* [GIVEN TEXT]
- Opening Delimiter -
BRUSSELS (Reuters) - Germany and France tried to win backing for a pact to strengthen the euro zone economy on Friday, but many other EU states were angered by what they saw as a ‘fait accompli’ and the measures contained in it.
Paris and Berlin -- the driving forces behind euro zone policy -- set out a wish-list of measures they want euro zone and the wider EU to adopt to improve competitiveness and help tackle the year-long debt crisis. The proposals included:
* limits on debt levels written into national laws
* a higher retirement age, based on demography
* the abolition of wages indexed to inflation
* unified bank crisis-resolution mechanisms, and
* a minimum corporate tax rate
But there was almost immediate pushback against the proposals, with large and small EU states, from Belgium and Austria to Ireland, Spain, Portugal, Poland and Luxembourg expressing aggravation at France and Germany’s methods, as well as the substance of the six-point proposal.
“The discussion became really quite heated,” said an EU diplomat on the sidelines of the talks. “One EU leader asked Sarkozy and Merkel if they really thought it was right to treat everyone else in this way. He was insulted.”
Paris and Berlin said they had worked together to come up with a clear package quickly. French President Nicolas Sarkozy said the two had no intention of enforcing a straightjacket.
- Closing Delimiter -
* [Saved data entries]
- Opening Delimiter -
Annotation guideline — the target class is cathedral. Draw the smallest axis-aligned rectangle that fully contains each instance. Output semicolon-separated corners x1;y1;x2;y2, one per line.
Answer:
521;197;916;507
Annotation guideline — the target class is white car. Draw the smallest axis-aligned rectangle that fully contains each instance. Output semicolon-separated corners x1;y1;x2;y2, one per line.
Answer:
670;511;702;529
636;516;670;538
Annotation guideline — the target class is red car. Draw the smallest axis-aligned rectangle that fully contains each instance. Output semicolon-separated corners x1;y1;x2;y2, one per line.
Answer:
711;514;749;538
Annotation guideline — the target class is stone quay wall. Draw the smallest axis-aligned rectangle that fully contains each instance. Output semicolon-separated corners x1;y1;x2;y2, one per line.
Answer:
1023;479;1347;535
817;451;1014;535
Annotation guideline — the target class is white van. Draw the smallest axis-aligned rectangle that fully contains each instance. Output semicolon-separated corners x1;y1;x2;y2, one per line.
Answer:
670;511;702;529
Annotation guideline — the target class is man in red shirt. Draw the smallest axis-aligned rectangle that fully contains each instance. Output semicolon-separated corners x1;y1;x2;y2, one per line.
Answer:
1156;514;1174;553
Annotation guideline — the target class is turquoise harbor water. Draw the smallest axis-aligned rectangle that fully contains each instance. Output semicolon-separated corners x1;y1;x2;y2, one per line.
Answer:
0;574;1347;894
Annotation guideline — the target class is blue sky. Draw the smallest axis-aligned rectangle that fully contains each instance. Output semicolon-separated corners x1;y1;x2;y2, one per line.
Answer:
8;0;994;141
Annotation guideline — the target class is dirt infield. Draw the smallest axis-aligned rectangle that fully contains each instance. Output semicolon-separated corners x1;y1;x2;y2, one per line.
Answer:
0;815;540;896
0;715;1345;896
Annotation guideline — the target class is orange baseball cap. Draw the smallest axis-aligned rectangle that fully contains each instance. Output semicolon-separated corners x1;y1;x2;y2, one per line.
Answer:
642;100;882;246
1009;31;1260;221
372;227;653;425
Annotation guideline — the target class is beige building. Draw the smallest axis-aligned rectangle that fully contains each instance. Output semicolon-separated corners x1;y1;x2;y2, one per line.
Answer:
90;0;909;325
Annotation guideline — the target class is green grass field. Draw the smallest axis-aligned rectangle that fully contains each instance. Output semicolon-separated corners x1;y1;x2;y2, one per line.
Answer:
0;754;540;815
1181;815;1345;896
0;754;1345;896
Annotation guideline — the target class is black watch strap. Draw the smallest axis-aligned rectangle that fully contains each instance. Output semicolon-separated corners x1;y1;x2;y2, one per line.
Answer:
- Closing Delimiter -
* [EXERCISE A]
According to the article on the euro zone pact, what did French President Nicolas Sarkozy say he and Germany had no intention of enforcing?
* [EXERCISE B]
Echo the euro zone article word for word, starting at the words "Paris and Berlin -- the" and stopping after "the six-point proposal.".
The records are separate material, apart from the text.

* [EXERCISE RESPONSE A]
A straightjacket.

* [EXERCISE RESPONSE B]
Paris and Berlin -- the driving forces behind euro zone policy -- set out a wish-list of measures they want euro zone and the wider EU to adopt to improve competitiveness and help tackle the year-long debt crisis. The proposals included:
* limits on debt levels written into national laws
* a higher retirement age, based on demography
* the abolition of wages indexed to inflation
* unified bank crisis-resolution mechanisms, and
* a minimum corporate tax rate
But there was almost immediate pushback against the proposals, with large and small EU states, from Belgium and Austria to Ireland, Spain, Portugal, Poland and Luxembourg expressing aggravation at France and Germany’s methods, as well as the substance of the six-point proposal.